TEXTAUSZUG:
-=-=-
Maschinenraum des Internets ++ Island

2012 nahm Verne Global auf einem ehemaligen NATO-Gelände unweit von Keflavik seinen Datacenter Campus in Betrieb. Inzwischen umfasst das Gelände mehr als 60.000 Quadratmeter Technikfläche. Im Interview erklärt CEO Dominic Ward die Vorzüge von Island als Standort und wie die Rechenzentren von Verne Global selbst mit Vulkanasche fertig werden.

Für viele Rechenzentrumsbetreiber auf dem europäischen Festland gehört es zu den wichtigsten Aufgaben, ausreichend Energie zu bezahlbaren Preisen zur Verfügung zu stellen. Welche wichtigen Herausforderungen im Zusammenhang mit Energie gibt es in Island, also an einem Standort, an dem Energie im Überfluss vorhanden ist?

Unser Rechenzentrumscampus befindet sich genau wegen der zuverlässigen und nachhaltigen Energieversorgung in Island. Island ist weltweit das einzige Land, das seine Energie zu 100 Prozent aus erneuerbaren Quellen bezieht. Das sind Wasserkraft, Geothermie und mit einem kleinen Anteil Wind.

Auch unter erneuerbaren Energiequellen ragen Wasserkraft und Geothermie heraus. Im Gegensatz zu Wind- und Solarenergie, die Schwankungen unterliegen, sind Wasserkraft und Geothermie konstant, stabil und zuverlässig. Dazu kommt: Gegenwärtig nutzen wir in Island nur ungefähr zehn Prozent unserer geothermischen Ressourcen, ein gewaltiges Potenzial ist also noch ungenutzt.

Maschinenraum des Internets ++ Wasserkraftwerke von Landsvirkjun
Wasserkraftwerke von Landsvirkjun

Das Klima in Island ist moderat und ermöglicht spürbare Ersparnisse bei den Energiekosten bei der Klimatisierung im Rechenzentrum. An anderen Standorten werden oft 40 Prozent oder mehr des gesamten Energieverbrauchs für die Klimatisierung benötigt. Island ist eines der wenigen Ländern dieser Erde, an denen natürliche Freiluftkühlung jeden Tag und den ganzen Tag möglich ist.

Freiluftkühlung bedeutet weniger Energiebedarf im Alltag und damit geringere Kosten. Es ist sogar so: Für jedes Watt, das für den Betrieb der Server unserer Kunden in Island nötig ist, brauchen wir nur 0,05 Watt zusätzlich für die Kühlung, wohingegen an anderen Standorten pro Watt für den Serverbetrieb teilweise ein weiteres Watt für die Kühlung der Server nötig ist.
-=-=-
DATENSÄTZE:
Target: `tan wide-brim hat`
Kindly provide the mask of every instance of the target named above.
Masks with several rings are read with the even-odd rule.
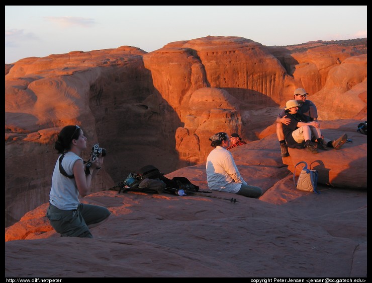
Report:
[[[292,99],[292,100],[288,100],[288,101],[287,102],[287,103],[286,103],[286,107],[284,109],[285,110],[288,110],[288,109],[290,109],[293,107],[298,107],[299,106],[300,104],[297,103],[297,101],[294,99]]]

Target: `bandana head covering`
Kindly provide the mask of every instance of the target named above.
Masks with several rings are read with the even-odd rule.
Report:
[[[212,142],[211,146],[214,148],[217,145],[221,144],[222,140],[225,139],[227,137],[227,134],[224,132],[220,132],[214,134],[209,138],[209,140]]]

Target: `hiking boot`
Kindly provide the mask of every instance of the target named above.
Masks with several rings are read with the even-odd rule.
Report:
[[[322,150],[322,151],[328,150],[327,148],[327,144],[323,138],[318,139],[318,149]]]
[[[281,144],[281,151],[282,152],[282,157],[287,157],[290,156],[287,144]]]
[[[311,153],[318,153],[316,145],[310,140],[306,142],[306,148],[305,149],[307,152],[311,152]]]
[[[342,136],[337,138],[336,140],[333,140],[333,142],[332,142],[332,146],[333,147],[333,148],[335,150],[339,150],[341,148],[341,147],[342,146],[342,145],[346,142],[347,139],[347,135],[346,133],[344,133]]]

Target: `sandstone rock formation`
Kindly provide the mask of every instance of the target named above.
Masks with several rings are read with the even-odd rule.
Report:
[[[92,145],[108,151],[94,192],[134,167],[153,164],[168,173],[202,163],[211,150],[208,138],[217,131],[258,140],[298,87],[310,93],[320,118],[353,120],[352,130],[366,120],[366,39],[302,48],[208,36],[148,53],[122,46],[6,65],[6,227],[47,202],[54,142],[67,124],[81,125]],[[357,143],[359,155],[366,140]],[[358,168],[366,162],[352,160]],[[336,167],[332,162],[325,168]],[[344,166],[352,167],[348,160]],[[336,182],[329,175],[349,187],[346,177]]]

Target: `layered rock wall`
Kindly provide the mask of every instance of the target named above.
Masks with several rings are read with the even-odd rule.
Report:
[[[209,36],[149,53],[122,46],[6,65],[6,226],[47,201],[54,143],[68,124],[107,150],[98,191],[149,164],[168,173],[202,163],[218,131],[258,139],[299,87],[322,119],[366,119],[364,47],[304,48]]]

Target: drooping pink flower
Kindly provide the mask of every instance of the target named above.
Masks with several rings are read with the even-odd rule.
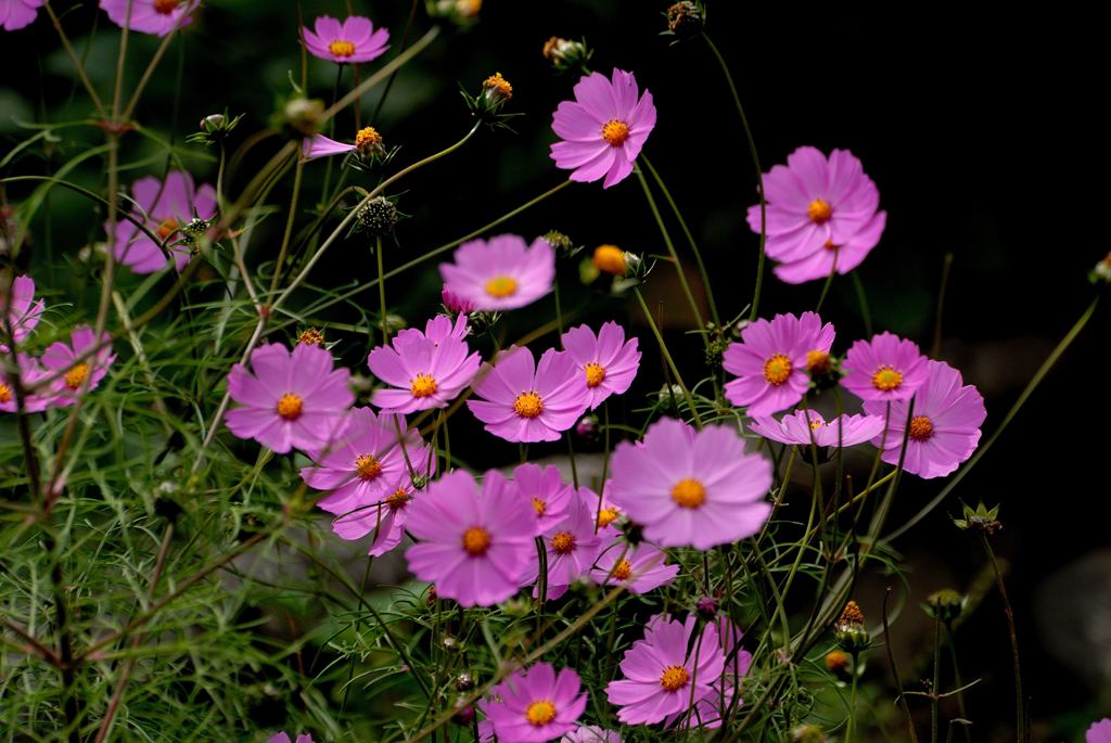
-=-=-
AUFGABE: Gib den Absatz des Textauszugs, der mit „Das Klima in Island ist moderat“ beginnt, als kurze Liste wieder und behalte dabei seine wichtigsten Fakten. Die Datensätze haben keinen Bezug zum Textauszug.

ANTWORT:
- Islands moderates Klima spart deutlich Energiekosten für die Klimatisierung im Rechenzentrum.
- Anderswo braucht die Klimatisierung oft 40 Prozent oder mehr des gesamten Energieverbrauchs.
- Island gehört zu den wenigen Ländern, in denen natürliche Freiluftkühlung jeden Tag und den ganzen Tag möglich ist.